Given problem 1:
Answer these questions from the commit notes on NFS file handle affinity:
(a) What new default window size was set for the tuning parameters, and what was the previous size?
(b) Which filesystem is currently the only one that allows multiple writers to a file, and what gives it that ability?
(c) What does the entry for sys/fs/nfs/nfsm_subs.h say was created?
Given problem 2: In the NFS file handle affinity commit notes, rename "rolling window" to "sliding window" and write out everything from "This improves random" down to "bin to another." with that change.
Given problem 3: Go on with the NFS file handle affinity commit notes from the point where they stop.

Supplied passage:
########

This improves read-ahead performance, especially with ZFS, if the
FHA tuning parameters are configured appropriately.  Without the
FHA code, concurrent reads that are part of a sequential read from
a file will be directed to separate NFS threads.  This has the
effect of confusing the ZFS zfetch (prefetch) code and makes
sequential reads significantly slower with clients like Linux that
do a lot of prefetching.

The FHA code has also been updated to direct write requests to nearby
file offsets to the same thread in the same way it batches reads,
and the FHA code will now also send writes to multiple threads when
needed.

This improves sequential write performance in ZFS, because writes
to a file are now more ordered.  Since NFS writes (generally
less than 64K) are smaller than the typical ZFS record size
(usually 128K), out of order NFS writes to the same block can
trigger a read in ZFS.  Sending them down the same thread increases
the odds of their being in order.

In order for multiple write threads per file in the FHA code to be
useful, writes in the NFS server have been changed to use a LK_SHARED
vnode lock, and upgrade that to LK_EXCLUSIVE if the filesystem
doesn't allow multiple writers to a file at once.  ZFS is currently
the only filesystem that allows multiple writers to a file, because
it has internal file range locking.  This change does not affect the
NFSv4 code.

This improves random write performance to a single file in ZFS, since
we can now have multiple writers inside ZFS at one time.

I have changed the default tuning parameters to a 22 bit (4MB)
window size (from 256K) and unlimited commands per thread as a
result of my benchmarking with ZFS.

The FHA code has been updated to allow configuring the tuning
parameters from loader tunable variables in addition to sysctl
variables.  The read offset window calculation has been slightly
modified as well.  Instead of having separate bins, each file
handle has a rolling window of bin_shift size.  This minimizes
glitches in throughput when shifting from one bin to another.

sys/conf/files:
	Add nfs_fha_new.c and nfs_fha_old.c.  Compile nfs_fha.c
	when either the old or the new NFS server is built.

sys/fs/nfs/nfsport.h,
sys/fs/nfs/nfs_commonport.c:
	Bring in changes from Rick Macklem to newnfs_realign that
	allow it to operate in blocking (M_WAITOK) or non-blocking
	(M_NOWAIT) mode.

sys/fs/nfs/nfs_commonsubs.c,
sys/fs/nfs/nfs_var.h:
	Bring in a change from Rick Macklem to allow telling
	nfsm_dissect() whether or not to wait for mallocs.

sys/fs/nfs/nfsm_subs.h:
	Bring in changes from Rick Macklem to create a new
	nfsm_dissect_nonblock() inline function and
	NFSM_DISSECT_NONBLOCK() macro.

########

Source material:
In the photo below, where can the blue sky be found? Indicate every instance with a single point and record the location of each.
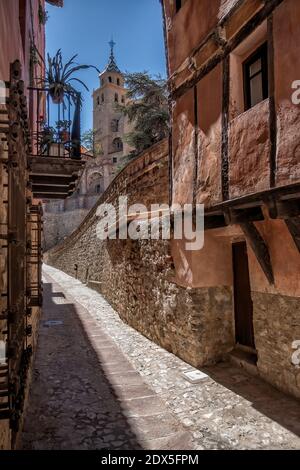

########

Output 1:
(a) The new default is a 22 bit (4MB) window size. The previous size was 256K.
(b) ZFS is that filesystem, because it has internal file range locking.
(c) A new nfsm_dissect_nonblock() inline function and an NFSM_DISSECT_NONBLOCK() macro were created.

Output 2:
This improves random write performance to a single file in ZFS, since
we can now have multiple writers inside ZFS at one time.

I have changed the default tuning parameters to a 22 bit (4MB)
window size (from 256K) and unlimited commands per thread as a
result of my benchmarking with ZFS.

The FHA code has been updated to allow configuring the tuning
parameters from loader tunable variables in addition to sysctl
variables.  The read offset window calculation has been slightly
modified as well.  Instead of having separate bins, each file
handle has a sliding window of bin_shift size.  This minimizes
glitches in throughput when shifting from one bin to another.

Output 3:
sys/fs/nfs/nfs_commonkrpc.c,
sys/fs/nfsclient/nfs_clkrpc.c:
	Add the malloc wait flag to a newnfs_realign() call.

sys/fs/nfsserver/nfs_nfsdkrpc.c:
	Setup the new NFS server's RPC thread pool so that it will
	call the FHA code.

	Add the malloc flag argument to newnfs_realign().

	Unstaticize newnfs_nfsv3_procid[] so that we can use it in
	the FHA code.

sys/fs/nfsserver/nfs_nfsdsocket.c:
	In nfsrvd_dorpc(), add NFSPROC_WRITE to the list of RPC types
	that use the LK_SHARED lock type.

sys/fs/nfsserver/nfs_nfsdport.c:
	In nfsd_fhtovp(), if we're starting a write, check to see
	whether the underlying filesystem supports shared writes.
	If not, upgrade the lock type from LK_SHARED to LK_EXCLUSIVE.

sys/nfsserver/nfs_fha.c:
	Remove all code that is specific to the NFS server
	implementation.  Anything that is server-specific is now
	accessed through a callback supplied by that server's FHA
	shim in the new softc.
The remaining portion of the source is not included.